▶ TESTO
# # # # # # #

Il Giardino dei libri

sabato 6 febbraio 2016

Breve storia del Carnevale e dei suoi festeggiamenti

La parola Carnevale deriva dal latino medioevale “carnem levare”, ovvero “togliere la carne”, perché indicava il banchetto di abolizione della carne che si teneva subito prima del periodo d’astinenza e digiuno della quaresima.
Il Carnevale è festeggiato con feste mascherate, sfilate, carri allegorici e danze nel periodo che va dall’Epifania (in alcune città dal 2 febbraio) al mercoledì delle ceneri, primo giorno di quaresima (nei paesi cattolici, e anche in questi ci sono delle eccezioni, per esempio a Milano, per il carnevale ambrosiano, che termina la prima domenica di quaresima, cioè 4 giorni dopo).

Il fatto che per fede si dovesse digiunare per 40 giorni per prepararsi alla Pasqua doveva risultare un po’ pesante per un popolo che già il digiuno lo faceva “forzatamente” per tutto l’anno. Trascorrere quindi un determinato periodo, prima della quaresima, spensieratamente, rappresentava una valvola di sfogo per evitare che il popolo si ribellasse e potesse trovare sfogo nelle rivolte. Diventò quindi un momento in cui vigeva la più assoluta libertà e tutto diveniva lecito: ogni gerarchia decadeva per lasciare spazio alle maschere, al riso, allo scherzo e alla materialità. Lo stesso mascherarsi rappresentava un modo attraverso il quale uscire dal quotidiano, disfarsi del proprio ruolo sociale, negare sé stessi per divenire altro.


I festeggiamenti del Carnevale hanno un’origine molto molto lontana, probabilmente nelle feste religiose pagane, in cui si faceva uso delle maschere, per allontanare gli spiriti maligni (ne è vivida traccia la “maschera lucana” che tutt’oggi ha tale scopo). E comunque l’ uomo ha usato mascherarsi fin dalla preistoria, per propiziarsi la caccia in quanto la maschera, rendendo l’uomo simile ad un animale, gli dava un potere simbolico e temporaneo sugli animali.
Come abbiamo visto col cristianesimo tali riti persero il loro carattere magico e rituale per trasformarsi in forme di divertimento popolare.
Le prime manifestazioni che ci ricordano il Carnevale risalgono a 4000 anni fa. Furono gli Egizi, ai tempi delle dinastie faraoniche ad ufficializzare una tradizione del carnevale: in un giorno prestabilito dell’anno c’era “un’apertura del carnevale” in cui il popolo, mascherato, conduceva i buoi “cherubs”, che venivano poi sacrificati in onore del dio Nilo, per le vie di Menfi, intonando inni e lodi. Per una settimana c’erano poi feste, riti e manifestazioni pubbliche in onore della dea Iside (dea che presiedeva la fertilità dei campi e simboleggiava il perpetuo rinnovarsi della vita).

# # # # # # #

▶ DATI REGISTRATI

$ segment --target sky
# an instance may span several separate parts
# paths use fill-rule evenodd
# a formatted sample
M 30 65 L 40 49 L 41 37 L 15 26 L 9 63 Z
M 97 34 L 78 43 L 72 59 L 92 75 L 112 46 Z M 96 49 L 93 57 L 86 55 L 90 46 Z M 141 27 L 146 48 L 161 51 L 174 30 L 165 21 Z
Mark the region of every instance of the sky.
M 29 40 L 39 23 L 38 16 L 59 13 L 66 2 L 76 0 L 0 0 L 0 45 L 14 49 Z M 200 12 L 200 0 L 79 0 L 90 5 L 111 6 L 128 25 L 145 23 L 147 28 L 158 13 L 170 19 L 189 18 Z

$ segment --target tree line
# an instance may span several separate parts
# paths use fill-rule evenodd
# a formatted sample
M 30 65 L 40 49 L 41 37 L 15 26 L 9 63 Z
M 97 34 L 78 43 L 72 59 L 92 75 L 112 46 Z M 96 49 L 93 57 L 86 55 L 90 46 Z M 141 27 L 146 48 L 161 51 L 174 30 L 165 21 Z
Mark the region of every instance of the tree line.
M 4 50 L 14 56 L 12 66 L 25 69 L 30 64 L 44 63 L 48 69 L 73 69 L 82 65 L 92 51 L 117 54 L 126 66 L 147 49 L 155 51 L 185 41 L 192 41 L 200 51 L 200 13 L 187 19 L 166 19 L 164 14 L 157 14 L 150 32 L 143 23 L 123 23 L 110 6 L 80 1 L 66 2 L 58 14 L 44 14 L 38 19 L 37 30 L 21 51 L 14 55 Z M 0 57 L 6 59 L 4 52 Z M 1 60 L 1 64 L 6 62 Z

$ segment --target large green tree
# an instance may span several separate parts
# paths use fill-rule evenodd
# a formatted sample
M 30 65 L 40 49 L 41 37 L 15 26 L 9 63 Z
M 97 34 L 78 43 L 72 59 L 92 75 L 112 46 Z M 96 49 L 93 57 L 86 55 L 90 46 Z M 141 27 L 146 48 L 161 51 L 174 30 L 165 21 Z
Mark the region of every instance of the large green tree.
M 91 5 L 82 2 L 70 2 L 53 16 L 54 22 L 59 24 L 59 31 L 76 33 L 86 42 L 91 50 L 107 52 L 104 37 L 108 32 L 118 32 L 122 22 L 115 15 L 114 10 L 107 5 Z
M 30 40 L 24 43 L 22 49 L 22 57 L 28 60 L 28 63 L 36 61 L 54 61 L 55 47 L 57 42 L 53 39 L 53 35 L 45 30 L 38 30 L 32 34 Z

# # # # # # #

▶ CONSEGNA
Riprendi il testo sulla storia del Carnevale e continualo a partire dalla frase con cui si chiude.

▶ SOLUZIONE
Nell’antica Grecia il Carnevale veniva celebrato in varie riprese, tra l’inverno e la primavera, con riti in onore del dio del vino e della vita Dioniso (il romano Bacco). Fra il 15 marzo e il 15 aprile c’era il punto culminante del lungo periodo carnevalesco e in Atene si svolgevano le “Grandi dionisiache”, di tono particolarmente orgiastico.
Prima espressione del Carnevale Romano furono i Saturnali, feste sacre a Saturno, dove il “Re della festa”, estratto a sorte dal popolo, organizzava i giochi nelle piazze. All’inizio i saturnali duravano solo tre giorni, dal 17 al 20 dicembre, ma negli anni divennero sempre più importanti e da tre giorni si passò a sette, fino ad arrivare a quindici nell’epoca imperiale e poi a comprendere tutto il periodo che va dal solstizio d’inverno a tutto il nostro carnevale. La principale caratteristica dei saturnali romani era la sospensione delle leggi e delle norme che regolavano i rapporti umani e sociali dell’epoca. Si sfogava quindi una gioia quasi vendicativa della plebe e degli schiavi. I patrizi era condiscendenti e si abbandonavano ad un periodo di frenetiche vacanze e a lascività di qualsiasi tipo. Era un periodo d’esplosione di rabbia e frenesia incontrollata che spesso degenerava in intemperanza e dissolutezza.


Il Carnevale come lo conosciamo noi è comunque un prodotto del Medioevo e in tal senso il primo documento noto nel quale vengono descritti i festeggiamenti tipici del Carnevale è del 1347 e riguarda la città di Fano. E’ quindi a Fano che si deve il Carnevale più antico d’Italia.
Fu durante i secoli XV° e XVI°, che si diffusero le mascherate pubbliche, e si rinnovarono alcune tradizioni.
Durante il Tardo Medioevo il travestimento si diffuse nei carnevali delle città. In quelle sedi il mascherarsi permetteva lo scambio di ruoli, il burlarsi di figure gerarchiche, le caricature di vizi o malcostumi con quelle stesse maschere che sono poi diventate simbolo di città e di debolezze umane.
Durante il Medioevo, il clero tollerò le feste popolari, anche le più grossolane, come la festa dell'asino e la festa dei folli (feste popolari, caratterizzate da gare tra asini o, nel secondo caso, dalla celebrazioni di stravaganze, definite follie).
Durante il Medioevo e il Rinascimento i festeggiamenti in occasione del Carnevale furono introdotti anche nelle corti europee ed assunsero forme più raffinate, legate anche al teatro, alla danza e alla musica.
Tra i divertimenti più diffusi, i balli in maschera erano i più amati. Una curiosità: danzando il ballo degli ardenti, il re di Francia, Carlo VI, stava per perdere la vita, travestito da orso. I partecipanti alla festa dovevano danzare intorno ad un fuoco ed il travestimento ingombrante del sovrano francese prese fuoco durante il ballo.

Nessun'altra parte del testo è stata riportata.